For Pydantic schemas, generates a readable representation with descriptions. For dict schemas, returns the dict as a string.

to_dict()

Rule

Rule(id, name, description, format, content, priority=5, confidence=0.5, times_applied=0, successes=0, failures=0, created_at=datetime.now(), output_template=None, output_key=None) dataclass

Learned extraction rule.

For schema-aware rules (NER, TRANSFORMATION), use output_template and output_key to control how matches are mapped to structured output. For legacy rules (EXTRACTION), content holds the pattern directly.

Attributes:

Name Type Description
id str

Unique identifier.

name str

Human-readable rule name (used for merge-by-name in patching).

description str

What this rule matches or does.

format RuleFormat

Rule format (REGEX, CODE, or SPACY).

content str

Pattern string (regex, code, or JSON-encoded spaCy pattern). Also accessible via the pattern property.

priority int

Execution priority (1-10, higher runs first).

confidence float

Confidence score (0.0-1.0), adjusted based on success rate.

times_applied int

Total number of times this rule has been applied.

successes int

Number of successful applications.

failures int

Number of failed applications.

created_at datetime

When the rule was created.

output_template dict[str, Any] | None

JSON template for each match, using variables like $0, $1, $start, $end, $ent_type. None for plain span extraction.

output_key str | None

Which key in the output dict to populate (e.g. 'entities'). Inferred from task type if not set.

pattern property writable

Alias for content - clearer semantics for regex/spaCy patterns

update_stats(success)

Update performance stats and adjust confidence

to_dict()

Span

Span(text, start, end, score=1.0) dataclass

A text span with character-level position information.

Attributes:

Name Type Description
text str

The matched text content.

start int

Start character offset (inclusive) in the source string.

end int

End character offset (exclusive) in the source string.

score float

Confidence score for the match, between 0.0 and 1.0.

overlaps(other)

Check if spans overlap

overlap_ratio(other)

Calculate overlap ratio (IoU)

to_dict()

Dataset

Dataset(name, task, description='', examples=list(), corrections=list(), feedback=list(), structured_feedback=list(), rules=list(), version=1) dataclass

Complete training dataset containing examples, corrections, feedback, and rules.

Attributes:

Name Type Description
name str

Dataset name, used as the persistence filename.

task Task

Task definition describing the extraction/classification goal.

description str

Optional human-readable description.

- [WRITTEN PROBLEM] Copy the API reference from "Span(text, start, end, score=1.0)" to "(inclusive) in the source string.", renaming "source string" to "input string" throughout that span. The records play no part in the work on this API reference.

- [DATA RECORDS]

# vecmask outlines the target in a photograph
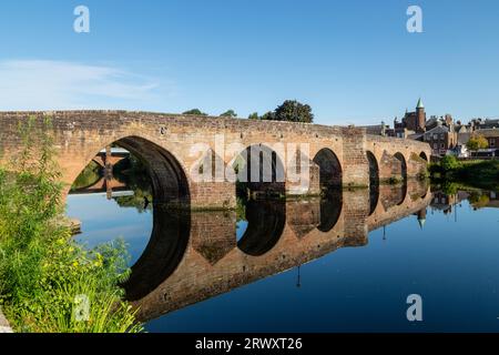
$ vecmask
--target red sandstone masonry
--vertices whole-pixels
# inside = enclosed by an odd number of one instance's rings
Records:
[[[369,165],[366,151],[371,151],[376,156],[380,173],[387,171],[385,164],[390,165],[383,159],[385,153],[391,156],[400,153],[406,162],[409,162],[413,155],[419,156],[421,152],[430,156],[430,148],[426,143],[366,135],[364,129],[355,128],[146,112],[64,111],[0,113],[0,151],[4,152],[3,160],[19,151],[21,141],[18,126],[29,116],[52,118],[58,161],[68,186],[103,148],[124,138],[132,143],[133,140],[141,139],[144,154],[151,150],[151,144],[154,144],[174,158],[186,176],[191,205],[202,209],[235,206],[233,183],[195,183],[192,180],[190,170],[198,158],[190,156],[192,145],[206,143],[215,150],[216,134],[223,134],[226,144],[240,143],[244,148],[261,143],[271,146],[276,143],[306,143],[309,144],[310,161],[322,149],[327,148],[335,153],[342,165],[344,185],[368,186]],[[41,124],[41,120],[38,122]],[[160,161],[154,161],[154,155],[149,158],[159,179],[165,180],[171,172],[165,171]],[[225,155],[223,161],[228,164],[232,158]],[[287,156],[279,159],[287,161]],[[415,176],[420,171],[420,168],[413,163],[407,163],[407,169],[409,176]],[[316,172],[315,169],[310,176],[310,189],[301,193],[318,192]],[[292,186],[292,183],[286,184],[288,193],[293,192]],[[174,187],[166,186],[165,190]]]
---
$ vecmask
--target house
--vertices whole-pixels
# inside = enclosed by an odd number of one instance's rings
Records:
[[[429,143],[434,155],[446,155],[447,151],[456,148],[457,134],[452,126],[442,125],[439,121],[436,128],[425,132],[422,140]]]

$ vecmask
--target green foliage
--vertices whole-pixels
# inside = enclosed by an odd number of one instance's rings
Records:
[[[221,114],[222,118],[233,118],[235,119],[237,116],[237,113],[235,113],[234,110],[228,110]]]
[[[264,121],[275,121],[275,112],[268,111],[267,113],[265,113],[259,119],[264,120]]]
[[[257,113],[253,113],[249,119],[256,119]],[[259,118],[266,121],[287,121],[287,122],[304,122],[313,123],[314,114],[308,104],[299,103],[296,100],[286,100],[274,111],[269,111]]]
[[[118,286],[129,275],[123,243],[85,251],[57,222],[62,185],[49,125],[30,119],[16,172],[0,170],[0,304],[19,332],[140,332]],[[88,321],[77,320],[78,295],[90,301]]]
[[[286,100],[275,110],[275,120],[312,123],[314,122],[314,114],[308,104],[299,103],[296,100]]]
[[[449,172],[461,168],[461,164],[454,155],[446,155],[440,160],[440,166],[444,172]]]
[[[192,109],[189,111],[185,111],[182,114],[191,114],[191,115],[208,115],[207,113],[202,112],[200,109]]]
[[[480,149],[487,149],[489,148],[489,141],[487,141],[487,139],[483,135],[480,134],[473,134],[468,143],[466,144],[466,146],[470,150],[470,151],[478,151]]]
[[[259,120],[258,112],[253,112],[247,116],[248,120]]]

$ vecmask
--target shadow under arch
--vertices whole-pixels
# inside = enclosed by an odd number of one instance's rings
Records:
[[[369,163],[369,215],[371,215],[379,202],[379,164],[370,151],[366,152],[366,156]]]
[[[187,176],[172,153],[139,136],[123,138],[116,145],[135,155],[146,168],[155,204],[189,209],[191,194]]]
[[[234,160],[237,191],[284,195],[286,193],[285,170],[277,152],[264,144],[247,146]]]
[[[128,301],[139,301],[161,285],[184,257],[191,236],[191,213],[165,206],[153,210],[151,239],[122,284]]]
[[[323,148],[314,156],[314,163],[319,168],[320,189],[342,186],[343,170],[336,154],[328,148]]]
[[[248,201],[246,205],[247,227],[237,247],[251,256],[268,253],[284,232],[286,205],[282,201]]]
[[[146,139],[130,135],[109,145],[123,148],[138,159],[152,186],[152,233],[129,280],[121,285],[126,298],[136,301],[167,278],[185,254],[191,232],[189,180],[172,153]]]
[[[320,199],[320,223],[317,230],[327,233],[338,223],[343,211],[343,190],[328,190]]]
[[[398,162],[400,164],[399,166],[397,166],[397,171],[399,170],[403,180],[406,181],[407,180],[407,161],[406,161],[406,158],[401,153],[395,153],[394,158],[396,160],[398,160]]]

- [ANSWER TO THIS TASK]
Span(text, start, end, score=1.0) dataclass

A text span with character-level position information.

Attributes:

Name Type Description
text str

The matched text content.

start int

Start character offset (inclusive) in the input string.